— Begin Provided material —
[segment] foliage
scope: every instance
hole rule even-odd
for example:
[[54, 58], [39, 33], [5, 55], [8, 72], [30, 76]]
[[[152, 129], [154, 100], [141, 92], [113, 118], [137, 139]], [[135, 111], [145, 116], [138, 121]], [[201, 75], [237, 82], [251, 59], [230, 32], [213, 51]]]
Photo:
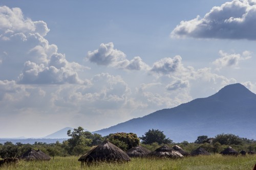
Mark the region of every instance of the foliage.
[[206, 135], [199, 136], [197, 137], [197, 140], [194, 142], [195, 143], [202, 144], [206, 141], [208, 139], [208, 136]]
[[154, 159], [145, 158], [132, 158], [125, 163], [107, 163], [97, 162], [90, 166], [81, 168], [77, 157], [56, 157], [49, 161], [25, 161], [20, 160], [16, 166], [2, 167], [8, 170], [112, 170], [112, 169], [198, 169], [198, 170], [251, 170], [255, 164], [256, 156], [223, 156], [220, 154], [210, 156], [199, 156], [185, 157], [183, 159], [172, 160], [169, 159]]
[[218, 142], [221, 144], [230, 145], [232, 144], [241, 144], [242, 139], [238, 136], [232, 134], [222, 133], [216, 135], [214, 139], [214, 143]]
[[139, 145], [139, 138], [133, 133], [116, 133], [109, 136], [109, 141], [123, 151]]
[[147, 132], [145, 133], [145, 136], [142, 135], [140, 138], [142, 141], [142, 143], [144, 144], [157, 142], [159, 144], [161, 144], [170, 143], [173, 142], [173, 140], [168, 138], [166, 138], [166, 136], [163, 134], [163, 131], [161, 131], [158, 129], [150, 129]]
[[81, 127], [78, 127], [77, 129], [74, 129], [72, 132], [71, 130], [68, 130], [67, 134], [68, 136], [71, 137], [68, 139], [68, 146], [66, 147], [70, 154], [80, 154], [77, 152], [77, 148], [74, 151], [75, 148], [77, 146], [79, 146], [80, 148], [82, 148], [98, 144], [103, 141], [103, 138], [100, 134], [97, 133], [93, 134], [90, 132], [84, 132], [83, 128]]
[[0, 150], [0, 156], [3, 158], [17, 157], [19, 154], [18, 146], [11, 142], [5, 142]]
— End Provided material —
Problem statement: Reproduce everything from the start of the entries down to the line containing "129], [150, 129]]", both ends included, keeping the requests and shifting every coordinate in the answer outlines up by 14. Leave the pictures out.

Exercise answer:
[segment] foliage
scope: every instance
hole rule even-odd
for example:
[[54, 58], [39, 33], [5, 55], [8, 72], [30, 76]]
[[[152, 129], [154, 100], [141, 92], [113, 118], [137, 139]], [[135, 111], [145, 116], [138, 121]], [[201, 75], [237, 82], [251, 59], [230, 32], [213, 51]]]
Photo:
Mark the region of every instance of the foliage.
[[220, 149], [213, 150], [211, 151], [211, 154], [208, 156], [209, 157], [216, 158], [220, 155], [222, 153], [222, 150]]
[[168, 173], [159, 172], [146, 172], [139, 177], [121, 177], [111, 176], [104, 180], [95, 182], [91, 171], [70, 171], [63, 175], [39, 175], [34, 174], [30, 180], [16, 181], [22, 184], [126, 184], [126, 183], [212, 183], [212, 184], [265, 184], [269, 178], [270, 170], [237, 170], [234, 168], [224, 170], [213, 170], [199, 171], [197, 173], [186, 174], [183, 173]]
[[232, 156], [235, 158], [244, 159], [246, 158], [255, 158], [256, 153], [252, 150], [246, 148], [236, 147], [230, 149], [228, 153], [228, 157]]
[[153, 159], [153, 152], [147, 147], [130, 147], [123, 150], [123, 155], [137, 165]]
[[161, 146], [159, 147], [159, 150], [156, 149], [154, 152], [156, 155], [156, 157], [158, 158], [171, 156], [173, 158], [175, 158], [184, 157], [187, 156], [187, 154], [182, 152], [180, 152], [180, 150], [177, 148], [177, 145], [175, 145], [172, 143], [164, 143]]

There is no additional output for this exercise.